# [Exercise brief]
Below this line is a set of entries; quote exactly the lines from the line that contains "box: [353, 452, 585, 616]" to the line that contains "positive clicks: (473, 485)", both lines included.

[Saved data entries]
********************
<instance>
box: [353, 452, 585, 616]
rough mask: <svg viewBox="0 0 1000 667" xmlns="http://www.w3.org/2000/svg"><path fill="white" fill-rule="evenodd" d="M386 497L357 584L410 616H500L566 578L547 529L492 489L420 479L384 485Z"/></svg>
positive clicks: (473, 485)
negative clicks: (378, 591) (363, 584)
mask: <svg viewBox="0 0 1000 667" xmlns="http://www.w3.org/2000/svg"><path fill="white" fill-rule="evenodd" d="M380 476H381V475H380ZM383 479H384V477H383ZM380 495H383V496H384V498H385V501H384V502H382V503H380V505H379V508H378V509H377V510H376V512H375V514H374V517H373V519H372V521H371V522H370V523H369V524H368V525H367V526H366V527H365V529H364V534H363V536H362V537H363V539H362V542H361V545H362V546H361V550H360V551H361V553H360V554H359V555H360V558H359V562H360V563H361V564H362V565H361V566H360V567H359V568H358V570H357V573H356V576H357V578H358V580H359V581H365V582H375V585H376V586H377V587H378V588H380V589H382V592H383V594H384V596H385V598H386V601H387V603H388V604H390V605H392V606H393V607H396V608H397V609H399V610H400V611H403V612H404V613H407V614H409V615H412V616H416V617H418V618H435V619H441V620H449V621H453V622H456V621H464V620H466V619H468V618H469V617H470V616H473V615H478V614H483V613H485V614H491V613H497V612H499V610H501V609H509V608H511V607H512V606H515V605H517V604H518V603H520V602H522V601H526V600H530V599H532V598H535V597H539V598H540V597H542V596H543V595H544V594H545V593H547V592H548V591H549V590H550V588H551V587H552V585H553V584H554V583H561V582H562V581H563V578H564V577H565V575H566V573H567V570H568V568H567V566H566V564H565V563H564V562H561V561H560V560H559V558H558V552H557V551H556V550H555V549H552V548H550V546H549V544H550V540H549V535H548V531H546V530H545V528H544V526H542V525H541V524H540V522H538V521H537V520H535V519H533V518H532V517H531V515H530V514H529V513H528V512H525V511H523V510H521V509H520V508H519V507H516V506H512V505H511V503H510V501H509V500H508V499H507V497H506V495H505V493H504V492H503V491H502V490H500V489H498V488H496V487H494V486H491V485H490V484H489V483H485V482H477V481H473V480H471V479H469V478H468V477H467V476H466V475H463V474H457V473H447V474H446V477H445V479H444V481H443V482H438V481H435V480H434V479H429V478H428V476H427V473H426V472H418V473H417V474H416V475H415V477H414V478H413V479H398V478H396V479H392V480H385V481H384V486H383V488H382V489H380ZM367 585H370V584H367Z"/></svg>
********************
# [Written response]
box: [353, 452, 585, 616]
rough mask: <svg viewBox="0 0 1000 667" xmlns="http://www.w3.org/2000/svg"><path fill="white" fill-rule="evenodd" d="M386 497L357 584L410 616H500L566 578L547 529L492 489L420 479L384 485Z"/></svg>
positive clicks: (473, 485)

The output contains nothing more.